▸ WHAT TO DO: Copy out every line of the data below that contains the word "positive".

##############################

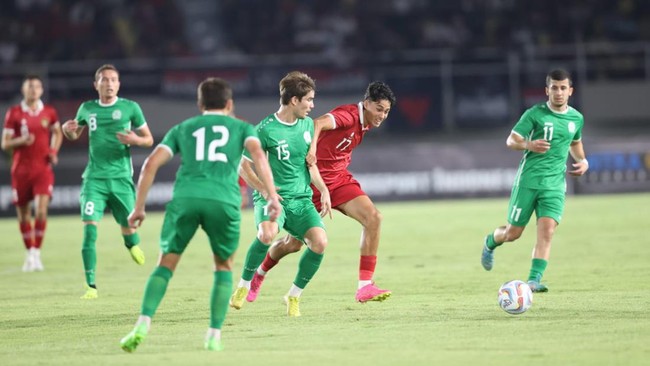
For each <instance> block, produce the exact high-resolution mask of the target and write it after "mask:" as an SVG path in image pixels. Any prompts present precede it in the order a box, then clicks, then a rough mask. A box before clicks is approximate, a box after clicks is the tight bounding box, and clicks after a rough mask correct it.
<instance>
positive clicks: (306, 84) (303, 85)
mask: <svg viewBox="0 0 650 366" xmlns="http://www.w3.org/2000/svg"><path fill="white" fill-rule="evenodd" d="M279 87H280V103H282V105H287V104H289V102H290V101H291V98H293V97H297V98H298V100H302V97H304V96H305V95H307V93H309V92H310V91H312V90H314V91H316V82H315V81H314V79H312V78H310V77H309V76H308V75H307V74H305V73H304V72H300V71H292V72H290V73H288V74H287V75H286V76H285V77H283V78H282V80H280V83H279Z"/></svg>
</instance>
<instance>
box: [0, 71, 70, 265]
mask: <svg viewBox="0 0 650 366" xmlns="http://www.w3.org/2000/svg"><path fill="white" fill-rule="evenodd" d="M21 92H22V94H23V100H22V101H21V102H20V104H19V105H15V106H12V107H11V108H9V110H7V114H6V115H5V122H4V129H3V133H2V150H3V151H13V161H12V164H11V190H12V194H13V204H14V205H15V206H16V214H17V216H18V224H19V227H20V233H21V234H22V237H23V243H24V244H25V249H26V250H27V255H26V256H25V263H24V264H23V272H33V271H42V270H44V267H43V262H42V261H41V246H42V243H43V238H44V237H45V228H46V226H47V209H48V206H49V203H50V199H51V198H52V187H53V186H54V172H53V171H52V165H56V164H57V162H58V157H57V153H58V151H59V148H60V147H61V141H62V136H61V126H60V124H59V117H58V115H57V113H56V110H55V109H54V107H52V106H51V105H49V104H44V103H43V101H42V100H41V96H43V81H42V80H41V78H40V77H38V76H36V75H28V76H26V77H25V79H24V80H23V85H22V88H21ZM32 201H34V204H35V205H34V206H35V207H34V224H33V225H32V209H31V202H32Z"/></svg>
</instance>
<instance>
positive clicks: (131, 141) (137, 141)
mask: <svg viewBox="0 0 650 366" xmlns="http://www.w3.org/2000/svg"><path fill="white" fill-rule="evenodd" d="M116 136H117V139H118V140H120V142H121V143H123V144H125V145H132V146H140V147H149V146H151V145H153V136H152V135H151V130H149V126H147V125H144V126H142V127H140V128H138V129H137V130H136V132H133V131H131V130H126V131H124V132H119V133H118V134H117V135H116Z"/></svg>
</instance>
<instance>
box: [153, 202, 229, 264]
mask: <svg viewBox="0 0 650 366" xmlns="http://www.w3.org/2000/svg"><path fill="white" fill-rule="evenodd" d="M240 222H241V211H240V208H239V207H238V206H236V205H230V204H226V203H223V202H221V201H216V200H209V199H204V198H174V199H172V200H171V201H170V202H169V203H167V206H166V207H165V219H164V221H163V226H162V230H161V232H160V250H161V251H162V252H163V253H165V254H167V253H176V254H182V253H183V251H184V250H185V248H186V247H187V244H188V243H189V242H190V240H191V239H192V237H193V236H194V234H195V233H196V229H198V227H199V226H201V228H202V229H203V231H205V233H206V234H208V240H209V241H210V247H212V253H213V254H215V255H216V256H217V257H219V258H221V259H222V260H226V259H228V258H230V257H231V256H232V254H233V253H234V252H235V250H237V247H238V246H239V224H240Z"/></svg>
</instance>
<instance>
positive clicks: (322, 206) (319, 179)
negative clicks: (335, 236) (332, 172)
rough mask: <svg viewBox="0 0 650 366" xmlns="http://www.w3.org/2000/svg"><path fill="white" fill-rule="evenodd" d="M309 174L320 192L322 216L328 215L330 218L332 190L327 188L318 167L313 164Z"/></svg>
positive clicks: (330, 218)
mask: <svg viewBox="0 0 650 366" xmlns="http://www.w3.org/2000/svg"><path fill="white" fill-rule="evenodd" d="M309 175H310V176H311V182H312V183H313V184H314V186H315V187H316V189H318V191H319V192H320V205H321V210H320V216H321V217H325V216H326V215H328V216H329V217H330V219H331V218H332V200H331V198H330V191H329V189H328V188H327V185H326V184H325V182H324V181H323V178H322V177H321V176H320V172H319V171H318V167H317V166H316V165H312V166H310V167H309Z"/></svg>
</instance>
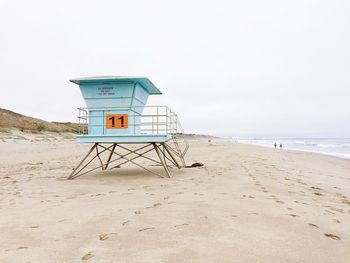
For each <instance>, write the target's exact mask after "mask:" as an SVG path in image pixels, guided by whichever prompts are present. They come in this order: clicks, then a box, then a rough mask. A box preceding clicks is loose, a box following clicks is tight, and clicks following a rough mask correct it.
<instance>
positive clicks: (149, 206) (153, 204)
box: [146, 203, 162, 208]
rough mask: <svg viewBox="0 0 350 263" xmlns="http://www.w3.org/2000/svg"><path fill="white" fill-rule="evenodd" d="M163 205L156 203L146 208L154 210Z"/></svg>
mask: <svg viewBox="0 0 350 263" xmlns="http://www.w3.org/2000/svg"><path fill="white" fill-rule="evenodd" d="M161 205H162V204H161V203H155V204H153V205H152V206H147V207H146V208H154V207H158V206H161Z"/></svg>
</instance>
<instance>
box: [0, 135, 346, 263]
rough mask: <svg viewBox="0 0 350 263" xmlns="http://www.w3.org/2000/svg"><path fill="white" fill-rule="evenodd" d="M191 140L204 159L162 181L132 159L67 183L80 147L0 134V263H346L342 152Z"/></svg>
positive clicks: (79, 146) (47, 136)
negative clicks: (338, 152)
mask: <svg viewBox="0 0 350 263" xmlns="http://www.w3.org/2000/svg"><path fill="white" fill-rule="evenodd" d="M190 145H191V148H190V150H189V152H188V156H187V162H188V164H191V163H193V162H202V163H204V164H205V165H204V166H203V167H196V168H185V169H181V170H177V169H172V170H171V172H172V174H173V178H171V179H165V178H159V177H157V176H155V175H153V174H150V173H147V172H146V171H143V170H141V169H140V168H138V167H133V166H130V167H126V168H121V169H114V170H112V171H106V172H102V171H98V172H96V173H91V174H87V175H84V176H82V177H79V178H77V179H76V180H69V181H68V180H65V178H66V177H67V176H68V174H69V173H70V172H71V170H72V168H73V167H74V166H75V165H76V164H77V163H78V161H79V160H80V159H81V158H82V156H83V155H84V154H85V153H86V151H87V150H88V147H89V145H83V144H77V143H75V142H74V140H72V139H71V136H70V135H64V136H61V135H60V136H58V135H52V134H48V133H47V134H44V135H29V134H25V135H23V134H19V133H18V134H10V135H8V134H7V135H6V134H2V135H1V136H0V215H1V217H0V262H86V261H87V262H350V160H344V159H339V158H335V157H329V156H324V155H318V154H312V153H303V152H295V151H287V150H275V149H269V148H263V147H259V146H250V145H243V144H238V143H232V142H228V141H225V140H219V139H212V140H211V142H208V140H207V139H191V141H190ZM153 169H159V171H160V167H153Z"/></svg>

##############################

▸ EXPECTED OUTPUT:
positive clicks: (306, 84) (303, 85)
positive clicks: (131, 141) (137, 141)
positive clicks: (322, 206) (319, 179)
positive clicks: (330, 218)
positive clicks: (149, 206) (153, 204)
positive clicks: (79, 146) (47, 136)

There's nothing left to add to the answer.